───── Task input ─────

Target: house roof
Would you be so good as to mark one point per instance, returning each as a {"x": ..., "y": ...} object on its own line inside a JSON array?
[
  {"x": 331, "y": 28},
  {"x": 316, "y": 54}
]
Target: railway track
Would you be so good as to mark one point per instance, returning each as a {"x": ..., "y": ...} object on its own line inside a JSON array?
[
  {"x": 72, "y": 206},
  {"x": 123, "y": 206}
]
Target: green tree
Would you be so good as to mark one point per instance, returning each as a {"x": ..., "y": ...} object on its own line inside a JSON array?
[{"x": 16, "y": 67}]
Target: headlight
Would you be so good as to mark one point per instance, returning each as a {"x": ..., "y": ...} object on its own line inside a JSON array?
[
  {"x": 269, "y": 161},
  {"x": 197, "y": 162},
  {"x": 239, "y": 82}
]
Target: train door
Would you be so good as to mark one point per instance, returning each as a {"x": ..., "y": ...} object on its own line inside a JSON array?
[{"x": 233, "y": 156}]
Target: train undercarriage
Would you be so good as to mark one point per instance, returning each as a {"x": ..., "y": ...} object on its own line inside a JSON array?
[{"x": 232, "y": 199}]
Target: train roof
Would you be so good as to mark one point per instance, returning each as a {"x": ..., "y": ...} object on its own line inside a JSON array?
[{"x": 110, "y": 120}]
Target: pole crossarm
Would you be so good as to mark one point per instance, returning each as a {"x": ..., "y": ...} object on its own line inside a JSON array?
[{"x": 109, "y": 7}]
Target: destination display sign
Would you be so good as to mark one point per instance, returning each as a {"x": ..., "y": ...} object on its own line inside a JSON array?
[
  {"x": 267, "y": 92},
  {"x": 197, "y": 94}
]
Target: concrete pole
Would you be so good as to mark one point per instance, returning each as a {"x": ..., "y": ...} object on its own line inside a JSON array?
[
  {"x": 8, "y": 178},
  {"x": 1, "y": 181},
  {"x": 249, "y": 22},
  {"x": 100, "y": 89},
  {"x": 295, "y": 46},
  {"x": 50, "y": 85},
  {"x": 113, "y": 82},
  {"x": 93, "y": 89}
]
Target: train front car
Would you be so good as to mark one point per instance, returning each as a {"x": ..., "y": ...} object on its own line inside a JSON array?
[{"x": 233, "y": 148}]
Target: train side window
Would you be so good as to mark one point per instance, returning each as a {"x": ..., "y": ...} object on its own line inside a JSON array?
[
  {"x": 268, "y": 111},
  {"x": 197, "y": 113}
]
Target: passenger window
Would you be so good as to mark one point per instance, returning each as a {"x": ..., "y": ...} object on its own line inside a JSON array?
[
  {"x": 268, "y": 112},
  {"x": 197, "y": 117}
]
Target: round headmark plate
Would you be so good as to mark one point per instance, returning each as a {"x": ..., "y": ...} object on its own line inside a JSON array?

─────

Problem statement: Reproduce the records above exactly as they appear.

Finished task:
Target: house roof
Would you be so good as to mark one point per instance, returning each as a {"x": ..., "y": ...} object on its own line inside a JSON array?
[
  {"x": 331, "y": 28},
  {"x": 316, "y": 54}
]
Target: railway track
Would you be so good as to mark one point per instance, returning each as a {"x": ..., "y": ...} object on its own line inside a JSON array?
[
  {"x": 72, "y": 206},
  {"x": 123, "y": 206}
]
Target: green tree
Would you be so good as to mark one point per instance, returning each as a {"x": ..., "y": ...} object on its own line inside a JSON array?
[{"x": 16, "y": 67}]
Target: headlight
Would you be so good as to mark one point per instance, returning each as a {"x": ..., "y": ...} object on its own line inside a JSON array?
[
  {"x": 269, "y": 161},
  {"x": 197, "y": 162},
  {"x": 239, "y": 82}
]
Target: train door
Would you be so good as to mark one point per instance, returning each as a {"x": ..., "y": ...} object on its own line inside a JSON array?
[{"x": 233, "y": 156}]
Target: train undercarriage
Would you be so good as to mark one point per instance, returning each as a {"x": ..., "y": ...} object on its own line inside a JSON array?
[{"x": 232, "y": 199}]
Target: train roof
Would you be so good as to mark one point per instance, returning each as a {"x": ..., "y": ...} object on its own line inside a JSON array?
[{"x": 110, "y": 120}]
Target: pole crossarm
Would you be so good as to mark one point per instance, returning each as a {"x": ..., "y": ...} object on its own line inside a JSON array?
[{"x": 109, "y": 7}]
Target: destination display sign
Would you be so good as to mark one point per instance, returning each as a {"x": ..., "y": ...} object on its own line inside a JSON array?
[
  {"x": 267, "y": 92},
  {"x": 197, "y": 94}
]
Target: concrete pole
Would you be so good as to mark one point per instance, returning each as a {"x": ..., "y": ...} object on its own line inside a JSON array?
[
  {"x": 8, "y": 178},
  {"x": 1, "y": 181},
  {"x": 249, "y": 22},
  {"x": 100, "y": 89},
  {"x": 295, "y": 46},
  {"x": 50, "y": 85},
  {"x": 113, "y": 82},
  {"x": 93, "y": 89}
]
Target: train front car
Would you be so good as to mark one point per instance, returning each as a {"x": ..., "y": ...} object on its own line inside a JSON array?
[{"x": 233, "y": 148}]
Target: train side window
Would you be so good as to mark one point per instance, returning each as a {"x": ..., "y": ...} object on its own line inside a JSON array?
[
  {"x": 268, "y": 111},
  {"x": 197, "y": 113}
]
Target: passenger window
Would you be so good as to mark one point per instance, returning each as a {"x": ..., "y": ...} object on its own line inside a JSON array?
[
  {"x": 268, "y": 112},
  {"x": 197, "y": 117}
]
Target: round headmark plate
Would you be so good as to mark one point per instance, returning each as a {"x": ..., "y": ...} object on its own line inside a JSON array?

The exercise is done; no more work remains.